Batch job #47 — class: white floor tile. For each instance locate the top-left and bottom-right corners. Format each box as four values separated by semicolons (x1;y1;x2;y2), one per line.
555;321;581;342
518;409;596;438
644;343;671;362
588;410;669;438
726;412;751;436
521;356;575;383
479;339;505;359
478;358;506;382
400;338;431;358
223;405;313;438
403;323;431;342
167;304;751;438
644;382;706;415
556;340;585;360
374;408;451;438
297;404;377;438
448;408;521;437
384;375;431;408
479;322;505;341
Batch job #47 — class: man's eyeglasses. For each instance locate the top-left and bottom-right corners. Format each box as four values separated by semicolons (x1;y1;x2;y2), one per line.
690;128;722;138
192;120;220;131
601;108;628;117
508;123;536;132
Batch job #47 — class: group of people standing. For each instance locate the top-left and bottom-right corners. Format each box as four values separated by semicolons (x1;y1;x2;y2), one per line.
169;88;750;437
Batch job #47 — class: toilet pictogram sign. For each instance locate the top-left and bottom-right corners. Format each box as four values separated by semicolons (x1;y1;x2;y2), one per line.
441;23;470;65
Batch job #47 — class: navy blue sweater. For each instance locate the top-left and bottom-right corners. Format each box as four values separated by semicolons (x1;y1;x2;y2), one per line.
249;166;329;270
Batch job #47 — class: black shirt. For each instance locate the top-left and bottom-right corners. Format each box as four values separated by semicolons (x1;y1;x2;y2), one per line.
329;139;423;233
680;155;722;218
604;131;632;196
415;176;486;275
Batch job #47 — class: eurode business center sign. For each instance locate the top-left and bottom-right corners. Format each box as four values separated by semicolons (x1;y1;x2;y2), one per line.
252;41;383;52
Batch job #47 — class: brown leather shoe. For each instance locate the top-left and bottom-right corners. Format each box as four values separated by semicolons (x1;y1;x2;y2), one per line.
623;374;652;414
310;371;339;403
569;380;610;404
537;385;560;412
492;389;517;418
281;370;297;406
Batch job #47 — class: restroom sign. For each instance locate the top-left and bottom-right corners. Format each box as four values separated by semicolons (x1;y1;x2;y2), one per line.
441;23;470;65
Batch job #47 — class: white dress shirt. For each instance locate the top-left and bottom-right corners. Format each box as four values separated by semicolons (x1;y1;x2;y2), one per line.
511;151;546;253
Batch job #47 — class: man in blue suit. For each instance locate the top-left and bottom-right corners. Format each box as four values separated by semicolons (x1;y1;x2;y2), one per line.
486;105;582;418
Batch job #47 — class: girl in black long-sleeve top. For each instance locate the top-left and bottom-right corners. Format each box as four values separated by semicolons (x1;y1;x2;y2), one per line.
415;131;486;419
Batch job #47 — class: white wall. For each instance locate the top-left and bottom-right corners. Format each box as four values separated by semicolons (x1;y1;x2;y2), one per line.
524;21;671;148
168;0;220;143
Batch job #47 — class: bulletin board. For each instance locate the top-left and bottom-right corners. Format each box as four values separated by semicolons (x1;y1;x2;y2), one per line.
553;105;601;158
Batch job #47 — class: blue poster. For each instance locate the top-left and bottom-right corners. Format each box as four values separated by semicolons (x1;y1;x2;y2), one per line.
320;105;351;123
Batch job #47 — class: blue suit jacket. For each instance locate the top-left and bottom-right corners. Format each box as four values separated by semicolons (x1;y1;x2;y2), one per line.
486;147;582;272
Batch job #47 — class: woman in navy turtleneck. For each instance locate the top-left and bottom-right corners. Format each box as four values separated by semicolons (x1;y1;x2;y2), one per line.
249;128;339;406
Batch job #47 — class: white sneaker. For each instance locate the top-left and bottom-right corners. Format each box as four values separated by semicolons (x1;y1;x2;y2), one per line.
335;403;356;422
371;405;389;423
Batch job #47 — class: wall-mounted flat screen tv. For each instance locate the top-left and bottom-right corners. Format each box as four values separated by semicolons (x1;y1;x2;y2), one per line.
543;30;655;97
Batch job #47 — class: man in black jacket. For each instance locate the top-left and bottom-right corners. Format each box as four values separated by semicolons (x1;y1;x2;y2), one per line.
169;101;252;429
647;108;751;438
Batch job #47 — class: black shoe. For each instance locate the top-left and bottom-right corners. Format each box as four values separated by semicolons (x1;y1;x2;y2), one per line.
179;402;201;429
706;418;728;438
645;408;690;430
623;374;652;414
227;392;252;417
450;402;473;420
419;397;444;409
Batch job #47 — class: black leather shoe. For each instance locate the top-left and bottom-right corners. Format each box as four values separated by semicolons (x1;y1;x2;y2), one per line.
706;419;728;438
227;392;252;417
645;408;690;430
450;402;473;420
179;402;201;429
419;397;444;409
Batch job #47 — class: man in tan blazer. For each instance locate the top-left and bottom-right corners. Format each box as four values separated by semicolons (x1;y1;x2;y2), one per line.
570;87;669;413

============================================================

Transcribe all of the records above word for word, reproducing every line in its original order.

:: EXERCISE RESULT ::
Batch job #47 — class: white floor tile. For each instance locate the top-left and bottom-right corners. Format each box as four values separated by semicolons (x1;y1;x2;y2), one per line.
555;321;581;342
518;409;596;438
644;343;671;362
588;410;669;438
726;412;751;436
521;356;575;383
479;339;505;359
478;358;506;382
400;338;431;358
223;405;313;438
403;323;431;342
167;304;751;438
644;382;706;415
556;340;585;360
374;408;451;438
297;404;377;438
448;408;521;437
384;375;431;408
479;322;505;341
Batch job #47 — class: man's eyeglasses. For each instance locate the top-left and bottom-right corners. Format each box as four values separated by semicolons (x1;y1;x2;y2), one per line.
690;128;722;138
192;120;220;131
601;108;628;117
508;123;536;132
Batch job #47 — class: group of people standing. For each instance locate the top-left and bottom-right corners. Format each box as four values separated by semicolons (x1;y1;x2;y2), one per line.
169;88;750;437
Batch job #47 — class: toilet pictogram sign. For each instance locate the top-left and bottom-right corners. Format each box as four values separated by semicolons (x1;y1;x2;y2), one per line.
441;23;470;65
Batch job #47 — class: navy blue sweater. For each instance locate the top-left and bottom-right corners. Format each box as four values separated by semicolons (x1;y1;x2;y2), one per line.
249;166;329;270
Batch job #47 — class: black shirt. For each instance locate the top-left and bottom-right corners. Format each box as four values separated by semicolons (x1;y1;x2;y2), one per line.
329;139;423;233
680;155;722;218
604;131;632;196
415;176;486;275
Batch job #47 — class: eurode business center sign. For each instance locate the top-left and bottom-right corners. Format each box as four values separated by semicolons (x1;y1;x2;y2), one per line.
252;41;383;52
Batch job #47 — class: brown leather shoe. For each instance locate the top-left and bottom-right corners. Format each box as four values separated by semicolons (x1;y1;x2;y2), one per line.
623;374;652;414
310;371;339;403
569;380;610;404
537;385;560;412
492;389;517;418
281;370;297;406
Batch job #47 — class: restroom sign. For each instance locate the top-left and bottom-right corners. Format each box as four values separated by semicolons (x1;y1;x2;y2), one per line.
441;23;470;65
Batch job #47 — class: white dress shirt. For each instance locate the top-left and bottom-right corners. Format each box as four values separated by semicolons (x1;y1;x2;y2), one per line.
511;151;546;253
Batch job #47 — class: man in blue suit. For each instance locate the top-left and bottom-right corners. Format each box as four values separated by semicolons (x1;y1;x2;y2), one per line.
486;105;582;418
Batch job #47 — class: girl in black long-sleeve top. For each instance locate the top-left and bottom-right corners. Format each box as four values separated by semicolons (x1;y1;x2;y2), one per line.
415;131;486;419
Batch job #47 — class: white wall. For each instance locate the top-left and bottom-right corners. Format each box as four values separated by semicolons (x1;y1;x2;y2), one per line.
524;21;671;148
168;0;220;143
Batch job #47 — class: bulletin board. For each instance locate the top-left and bottom-right corners. Format each box as four values separated by semicolons (x1;y1;x2;y2), one per line.
553;105;601;158
Batch job #47 — class: blue poster. For each instance locate the top-left and bottom-right corners. Format each box as four values separated by semicolons (x1;y1;x2;y2), one per line.
320;105;351;123
Batch job #47 — class: blue suit jacket. For each instance locate the top-left and bottom-right corners. Format each box as four values separated by semicolons (x1;y1;x2;y2), one per line.
486;147;582;272
Batch job #47 — class: woman in navy turtleneck. For each instance locate the top-left and bottom-right corners. Format each box as four values separated by semicolons (x1;y1;x2;y2), one per line.
249;128;339;406
Batch job #47 — class: white sneaker. For each instance locate the top-left and bottom-right corners. Format each box as four values separated by semicolons (x1;y1;x2;y2), one per line.
335;403;356;422
371;405;389;423
Batch job #47 — class: wall-mounted flat screen tv. For each instance locate the top-left and bottom-right corners. Format each box as four values separated by semicolons (x1;y1;x2;y2), one per line.
543;30;655;97
Batch job #47 — class: man in black jacket. For each instance locate the top-left and bottom-right corners. Format each box as four values separated by semicolons (x1;y1;x2;y2), one per line.
169;101;252;429
647;108;751;438
Batch job #47 — class: black shoe. For each instance locate the top-left and bottom-right corners. Format each box as four values separated by semicolons (x1;y1;x2;y2), one per line.
179;402;201;429
706;418;728;438
645;408;690;430
623;374;652;414
227;392;252;417
450;402;473;420
419;397;444;409
Batch job #47 — class: black leather shoe. For each instance locate the top-left and bottom-right corners. Format each box as four values separated by semicolons (x1;y1;x2;y2), one per line.
706;419;728;438
227;392;252;417
645;408;690;430
450;402;473;420
179;402;201;429
419;397;444;409
Batch job #47 — class: man in tan blazer. For each instance locate the top-left and bottom-right corners. Format each box as four values separated by semicolons (x1;y1;x2;y2), one per line.
570;87;669;413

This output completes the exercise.